■ THE REQUEST ■
Rewrite every line of the items below as one numbered list, and leave out any blank lines.

-- -- --

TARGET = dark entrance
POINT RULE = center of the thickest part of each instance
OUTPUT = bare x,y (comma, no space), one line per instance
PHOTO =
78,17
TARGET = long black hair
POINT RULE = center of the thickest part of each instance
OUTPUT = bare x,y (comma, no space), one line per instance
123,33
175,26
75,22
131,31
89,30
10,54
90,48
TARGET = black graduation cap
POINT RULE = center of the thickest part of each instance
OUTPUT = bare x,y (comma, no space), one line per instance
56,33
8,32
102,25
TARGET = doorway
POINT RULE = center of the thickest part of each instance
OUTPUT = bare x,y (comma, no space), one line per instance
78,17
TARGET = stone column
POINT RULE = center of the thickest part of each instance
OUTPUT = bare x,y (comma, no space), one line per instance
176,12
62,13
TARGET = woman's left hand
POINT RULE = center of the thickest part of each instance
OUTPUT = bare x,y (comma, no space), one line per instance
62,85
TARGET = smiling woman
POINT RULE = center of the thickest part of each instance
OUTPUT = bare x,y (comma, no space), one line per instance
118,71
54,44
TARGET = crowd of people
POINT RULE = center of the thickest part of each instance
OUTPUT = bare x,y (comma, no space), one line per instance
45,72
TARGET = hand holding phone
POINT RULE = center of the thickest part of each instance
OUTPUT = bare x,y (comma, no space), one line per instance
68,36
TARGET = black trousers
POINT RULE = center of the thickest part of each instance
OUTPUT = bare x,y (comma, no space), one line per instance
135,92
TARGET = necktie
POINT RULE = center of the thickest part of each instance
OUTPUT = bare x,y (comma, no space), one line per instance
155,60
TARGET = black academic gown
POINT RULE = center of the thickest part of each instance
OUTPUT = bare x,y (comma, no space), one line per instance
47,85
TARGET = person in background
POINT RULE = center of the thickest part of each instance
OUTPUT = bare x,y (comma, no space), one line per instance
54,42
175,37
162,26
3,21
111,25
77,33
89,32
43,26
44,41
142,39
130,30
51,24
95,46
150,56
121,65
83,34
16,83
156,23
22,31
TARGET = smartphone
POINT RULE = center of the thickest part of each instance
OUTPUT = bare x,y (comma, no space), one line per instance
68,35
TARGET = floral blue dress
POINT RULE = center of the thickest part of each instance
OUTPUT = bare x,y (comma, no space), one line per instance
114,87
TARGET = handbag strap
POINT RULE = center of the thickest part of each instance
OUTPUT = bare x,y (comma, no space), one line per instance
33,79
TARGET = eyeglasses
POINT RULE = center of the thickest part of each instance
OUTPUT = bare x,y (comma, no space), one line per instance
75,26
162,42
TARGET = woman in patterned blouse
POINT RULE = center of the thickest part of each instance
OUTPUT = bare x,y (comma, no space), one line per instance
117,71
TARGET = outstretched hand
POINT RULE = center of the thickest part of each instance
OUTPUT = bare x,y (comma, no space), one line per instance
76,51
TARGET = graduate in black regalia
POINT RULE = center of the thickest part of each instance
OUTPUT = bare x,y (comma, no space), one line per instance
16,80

-- -- --

■ FINAL RESULT ■
1. TARGET = dark entrance
2. POINT RULE = center of the thickest part of each instance
3. OUTPUT = bare x,y (comma, no space), one line per instance
4. PHOTO =
5. 78,17
6. TARGET = long black hair
7. POINT RULE = center of the thickest part of each instance
8. OUTPUT = bare x,y (comma, no space), one line per instance
9. 123,33
10. 175,26
11. 75,22
12. 131,31
13. 89,30
14. 10,54
15. 90,48
16. TARGET = black graduation cap
17. POINT RULE = center of the thickest part of each instance
18. OUTPUT = bare x,y (comma, no space), one line per instance
19. 56,33
20. 8,32
21. 102,25
22. TARGET = doorway
23. POINT RULE = center of the thickest part of each instance
24. OUTPUT = bare x,y (comma, no space), one line per instance
25. 78,17
26. TARGET = stone column
27. POINT RULE = center of the thickest part of each instance
28. OUTPUT = bare x,y (comma, no space), one line per instance
29. 176,12
30. 62,13
31. TARGET = woman's left hand
32. POINT RULE = center of the thickest part of each instance
33. OUTPUT = bare x,y (comma, no space), one line per instance
34. 62,85
35. TARGET = smiling woman
36. POINT RULE = center of the thickest part of each instance
37. OUTPUT = bare x,y (comma, no space), one line per instance
38. 118,71
39. 54,44
40. TARGET = crowd of people
41. POINT RULE = center of the thickest part of each instance
42. OUTPUT = bare x,y (comma, no space), one line per instance
43. 45,72
44. TARGET = hand holding phone
45. POINT RULE = center of the thickest part of each instance
46. OUTPUT = bare x,y (comma, no space), one line per instance
47. 68,36
48. TARGET = black trousers
49. POINT RULE = center of the thickest part of each instance
50. OUTPUT = bare x,y (comma, no space), one line per instance
51. 135,92
52. TARGET = necktie
53. POINT RULE = center of the thickest part of each instance
54. OUTPUT = bare x,y (comma, no space), one line per instance
55. 155,60
56. TARGET = black academic gown
57. POINT RULE = center of the thickest part of each instance
58. OUTPUT = bare x,y (comma, no space), one line per instance
59. 47,85
60. TARGET = person in background
61. POINT RULE = center of the thickest part of each instance
62. OUTPUT = bare x,y (comma, no space), one line per instance
63. 54,42
64. 175,37
65. 162,26
66. 3,21
67. 111,25
68. 77,33
69. 89,32
70. 43,26
71. 44,41
72. 142,39
73. 130,30
74. 51,24
75. 95,46
76. 150,56
77. 121,65
78. 83,34
79. 16,83
80. 156,23
81. 22,31
82. TARGET = smartphone
83. POINT RULE = center of the thickest part of each instance
84. OUTPUT = bare x,y (comma, no space), one line per instance
85. 68,35
86. TARGET = floral blue dress
87. POINT RULE = center of the thickest part of each instance
88. OUTPUT = bare x,y (comma, no space), one line per instance
89. 114,87
90. TARGET = handbag strap
91. POINT RULE = center of the thickest part of each instance
92. OUTPUT = bare x,y (comma, no space), one line per instance
93. 33,79
94. TARGET = eyeglasses
95. POINT RULE = center of the thickest part of each instance
96. OUTPUT = bare x,y (comma, no space), one line per instance
97. 75,26
98. 162,42
99. TARGET = woman in patterned blouse
100. POINT RULE = center of the thickest part of each instance
101. OUTPUT = bare x,y (comma, no space), one line per instance
102. 117,71
103. TARGET = outstretched hand
104. POINT RULE = center of the thickest part of each instance
105. OUTPUT = bare x,y (comma, no space), one line per instance
106. 76,51
107. TARGET = graduate in black regalia
108. POINT RULE = center of the thickest part of each instance
109. OUTPUT = bare x,y (comma, no space), one line per instance
110. 16,80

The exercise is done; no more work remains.